(What you will do):
Duplicate the lines of the listing from the one containing "Where can the dark rock" through the one containing "[1213, 582]", inclusive, leaving out the picture.

[Source records]
· · ·
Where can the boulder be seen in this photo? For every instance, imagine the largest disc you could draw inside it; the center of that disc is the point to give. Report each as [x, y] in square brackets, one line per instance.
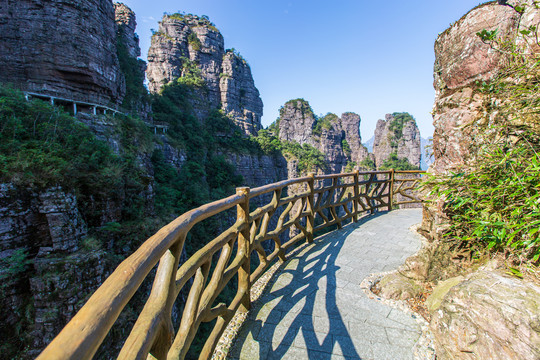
[486, 315]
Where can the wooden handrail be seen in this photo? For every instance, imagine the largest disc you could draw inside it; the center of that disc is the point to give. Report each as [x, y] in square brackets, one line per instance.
[315, 205]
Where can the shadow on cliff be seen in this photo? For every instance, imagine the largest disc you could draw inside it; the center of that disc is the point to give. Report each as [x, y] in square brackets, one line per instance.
[304, 312]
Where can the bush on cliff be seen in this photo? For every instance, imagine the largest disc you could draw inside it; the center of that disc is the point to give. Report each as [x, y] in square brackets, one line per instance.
[493, 202]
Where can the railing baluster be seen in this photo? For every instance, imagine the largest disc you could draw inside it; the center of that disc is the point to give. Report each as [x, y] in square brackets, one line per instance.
[310, 222]
[356, 195]
[242, 215]
[153, 332]
[391, 191]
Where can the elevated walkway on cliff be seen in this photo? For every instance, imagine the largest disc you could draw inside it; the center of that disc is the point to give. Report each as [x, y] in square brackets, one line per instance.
[316, 309]
[273, 222]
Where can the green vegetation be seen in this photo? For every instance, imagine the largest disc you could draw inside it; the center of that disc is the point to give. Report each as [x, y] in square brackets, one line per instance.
[346, 148]
[393, 162]
[350, 167]
[309, 158]
[396, 126]
[12, 266]
[324, 123]
[493, 202]
[136, 92]
[367, 164]
[299, 104]
[194, 41]
[191, 74]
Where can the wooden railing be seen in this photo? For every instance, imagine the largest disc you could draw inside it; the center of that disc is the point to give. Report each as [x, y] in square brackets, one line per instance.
[293, 210]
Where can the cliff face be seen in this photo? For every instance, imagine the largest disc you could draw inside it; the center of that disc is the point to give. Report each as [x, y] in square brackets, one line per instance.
[125, 25]
[190, 46]
[61, 48]
[400, 135]
[337, 138]
[461, 59]
[459, 115]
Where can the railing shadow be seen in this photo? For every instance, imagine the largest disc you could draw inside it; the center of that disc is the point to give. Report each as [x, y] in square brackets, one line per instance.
[304, 308]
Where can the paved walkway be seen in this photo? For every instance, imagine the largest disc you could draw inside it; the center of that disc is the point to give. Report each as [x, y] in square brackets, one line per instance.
[316, 310]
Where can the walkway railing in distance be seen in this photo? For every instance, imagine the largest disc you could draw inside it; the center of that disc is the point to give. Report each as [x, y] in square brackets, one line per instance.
[292, 210]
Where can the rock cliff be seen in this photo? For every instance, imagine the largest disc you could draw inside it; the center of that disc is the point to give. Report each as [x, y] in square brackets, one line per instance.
[400, 135]
[125, 26]
[61, 48]
[487, 315]
[190, 47]
[337, 138]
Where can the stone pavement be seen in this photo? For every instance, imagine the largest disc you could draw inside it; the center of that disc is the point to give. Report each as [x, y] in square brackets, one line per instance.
[315, 308]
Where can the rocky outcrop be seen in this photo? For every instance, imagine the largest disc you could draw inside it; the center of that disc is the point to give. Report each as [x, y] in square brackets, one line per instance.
[338, 139]
[462, 59]
[42, 231]
[191, 46]
[486, 315]
[397, 134]
[240, 98]
[125, 27]
[350, 122]
[61, 48]
[259, 170]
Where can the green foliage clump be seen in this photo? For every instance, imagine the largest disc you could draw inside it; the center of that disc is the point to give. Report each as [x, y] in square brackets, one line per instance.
[350, 167]
[268, 142]
[12, 266]
[299, 104]
[206, 175]
[324, 123]
[41, 146]
[367, 164]
[191, 74]
[346, 148]
[393, 162]
[493, 201]
[131, 67]
[396, 125]
[496, 205]
[309, 158]
[194, 41]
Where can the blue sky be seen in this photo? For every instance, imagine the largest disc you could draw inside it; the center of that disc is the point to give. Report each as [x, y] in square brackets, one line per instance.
[368, 57]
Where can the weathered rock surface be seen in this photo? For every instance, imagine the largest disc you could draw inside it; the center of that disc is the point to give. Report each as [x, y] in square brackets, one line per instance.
[350, 122]
[398, 287]
[259, 170]
[239, 96]
[125, 26]
[461, 60]
[488, 316]
[41, 225]
[61, 48]
[405, 143]
[330, 135]
[183, 42]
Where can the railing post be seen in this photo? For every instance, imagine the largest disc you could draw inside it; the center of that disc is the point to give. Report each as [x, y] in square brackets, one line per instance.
[242, 213]
[391, 193]
[310, 226]
[356, 194]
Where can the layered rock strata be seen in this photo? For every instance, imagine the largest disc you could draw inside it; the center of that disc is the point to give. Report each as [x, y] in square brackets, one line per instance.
[125, 24]
[188, 45]
[62, 48]
[405, 143]
[337, 138]
[486, 314]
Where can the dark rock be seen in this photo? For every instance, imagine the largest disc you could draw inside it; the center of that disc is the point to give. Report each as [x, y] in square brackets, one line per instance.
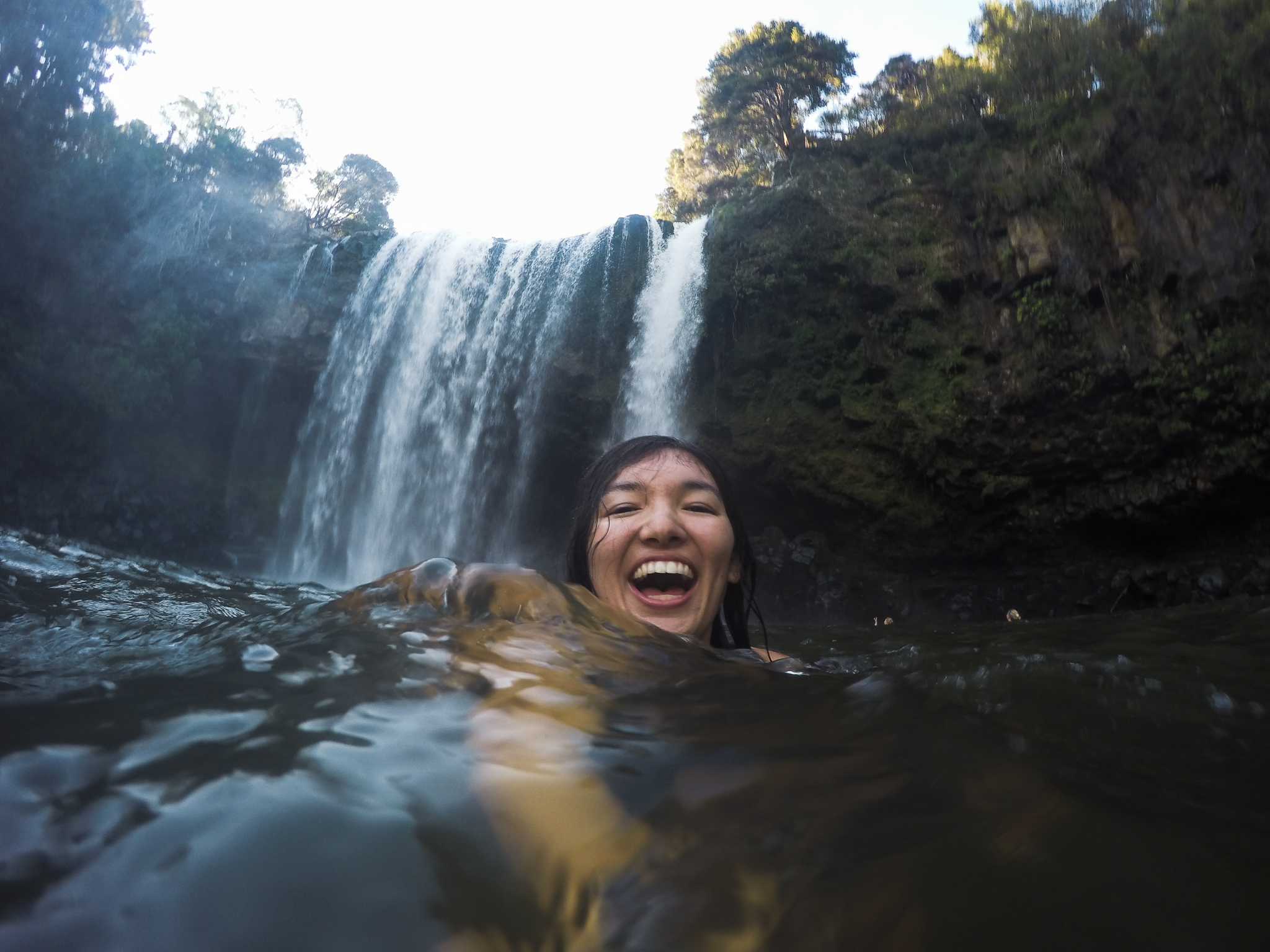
[1213, 582]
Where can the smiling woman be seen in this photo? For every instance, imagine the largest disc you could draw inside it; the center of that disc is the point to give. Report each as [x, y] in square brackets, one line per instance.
[657, 534]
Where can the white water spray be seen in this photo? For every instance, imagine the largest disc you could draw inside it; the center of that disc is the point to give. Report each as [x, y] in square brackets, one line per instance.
[668, 325]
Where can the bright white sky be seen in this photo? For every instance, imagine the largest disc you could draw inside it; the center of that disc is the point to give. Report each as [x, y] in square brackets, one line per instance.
[518, 120]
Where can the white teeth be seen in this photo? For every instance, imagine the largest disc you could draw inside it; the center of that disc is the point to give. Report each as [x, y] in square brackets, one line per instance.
[664, 569]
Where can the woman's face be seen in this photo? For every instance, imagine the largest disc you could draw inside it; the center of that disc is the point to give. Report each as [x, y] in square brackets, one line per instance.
[662, 547]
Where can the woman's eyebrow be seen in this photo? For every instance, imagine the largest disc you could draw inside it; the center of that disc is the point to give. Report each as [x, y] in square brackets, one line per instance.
[700, 484]
[625, 488]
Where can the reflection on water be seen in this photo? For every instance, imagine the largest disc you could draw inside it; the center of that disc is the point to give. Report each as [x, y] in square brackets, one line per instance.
[478, 758]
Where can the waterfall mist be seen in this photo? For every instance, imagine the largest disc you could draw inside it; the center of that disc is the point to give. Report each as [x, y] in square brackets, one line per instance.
[668, 324]
[469, 381]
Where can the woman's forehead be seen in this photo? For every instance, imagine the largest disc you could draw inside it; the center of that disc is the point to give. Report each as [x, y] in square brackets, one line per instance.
[664, 467]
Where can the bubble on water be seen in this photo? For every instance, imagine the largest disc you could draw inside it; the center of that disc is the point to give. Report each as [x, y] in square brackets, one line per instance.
[339, 664]
[870, 687]
[1220, 701]
[432, 658]
[258, 658]
[172, 736]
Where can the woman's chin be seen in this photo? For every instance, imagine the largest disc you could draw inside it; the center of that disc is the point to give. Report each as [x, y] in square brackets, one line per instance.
[677, 617]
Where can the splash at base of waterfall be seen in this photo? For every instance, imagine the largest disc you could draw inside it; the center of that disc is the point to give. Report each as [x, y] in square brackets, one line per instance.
[429, 431]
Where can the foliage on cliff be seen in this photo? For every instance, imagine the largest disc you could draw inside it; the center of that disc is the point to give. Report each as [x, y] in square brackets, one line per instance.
[127, 262]
[753, 102]
[1024, 300]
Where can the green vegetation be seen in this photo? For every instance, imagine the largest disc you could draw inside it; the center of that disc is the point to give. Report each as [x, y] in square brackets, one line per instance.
[758, 92]
[1003, 295]
[131, 263]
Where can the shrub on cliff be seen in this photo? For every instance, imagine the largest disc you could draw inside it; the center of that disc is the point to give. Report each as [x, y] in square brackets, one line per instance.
[753, 102]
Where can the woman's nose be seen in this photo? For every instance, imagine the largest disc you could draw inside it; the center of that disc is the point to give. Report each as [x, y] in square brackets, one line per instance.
[662, 526]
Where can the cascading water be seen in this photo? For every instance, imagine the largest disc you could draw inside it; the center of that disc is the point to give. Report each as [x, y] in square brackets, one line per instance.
[668, 324]
[294, 288]
[461, 375]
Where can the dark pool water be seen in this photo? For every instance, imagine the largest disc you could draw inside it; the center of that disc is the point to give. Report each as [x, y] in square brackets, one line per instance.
[477, 758]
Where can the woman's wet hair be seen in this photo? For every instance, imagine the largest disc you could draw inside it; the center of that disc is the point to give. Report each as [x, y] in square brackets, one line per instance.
[738, 599]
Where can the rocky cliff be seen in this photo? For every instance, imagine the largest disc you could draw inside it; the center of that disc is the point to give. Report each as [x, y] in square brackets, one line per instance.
[1037, 381]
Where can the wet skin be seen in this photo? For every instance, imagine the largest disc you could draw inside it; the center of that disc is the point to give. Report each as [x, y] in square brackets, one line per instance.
[665, 509]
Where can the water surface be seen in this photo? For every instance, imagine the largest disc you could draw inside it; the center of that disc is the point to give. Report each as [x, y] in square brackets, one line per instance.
[478, 758]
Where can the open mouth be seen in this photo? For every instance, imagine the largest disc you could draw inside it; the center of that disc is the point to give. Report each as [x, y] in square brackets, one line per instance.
[664, 582]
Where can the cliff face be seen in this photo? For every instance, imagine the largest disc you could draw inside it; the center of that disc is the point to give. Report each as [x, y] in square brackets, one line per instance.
[1050, 398]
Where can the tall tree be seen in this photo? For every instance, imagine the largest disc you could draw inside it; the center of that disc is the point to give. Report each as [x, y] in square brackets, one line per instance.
[352, 198]
[763, 83]
[55, 56]
[760, 89]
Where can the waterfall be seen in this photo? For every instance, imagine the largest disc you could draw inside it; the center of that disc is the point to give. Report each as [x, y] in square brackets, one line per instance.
[469, 382]
[668, 324]
[294, 287]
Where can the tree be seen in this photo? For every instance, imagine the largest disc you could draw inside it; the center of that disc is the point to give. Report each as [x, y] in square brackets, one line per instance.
[760, 89]
[352, 198]
[763, 83]
[55, 56]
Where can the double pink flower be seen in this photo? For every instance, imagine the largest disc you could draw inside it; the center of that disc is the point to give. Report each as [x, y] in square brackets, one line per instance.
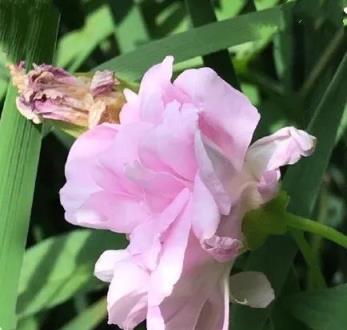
[177, 175]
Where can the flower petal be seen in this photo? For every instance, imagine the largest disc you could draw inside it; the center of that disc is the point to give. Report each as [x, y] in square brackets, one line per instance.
[284, 147]
[227, 116]
[252, 289]
[170, 264]
[80, 183]
[106, 263]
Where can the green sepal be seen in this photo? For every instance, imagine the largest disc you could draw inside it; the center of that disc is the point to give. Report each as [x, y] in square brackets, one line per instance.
[260, 223]
[70, 129]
· · ·
(Answer to the task):
Where can the dark rock be seen in this photo? For every instance, imagine the largest disc you could draw inside it; the center of that disc is the point to give. Report each as [x, y] in square brackets, one line per instance.
[1213, 582]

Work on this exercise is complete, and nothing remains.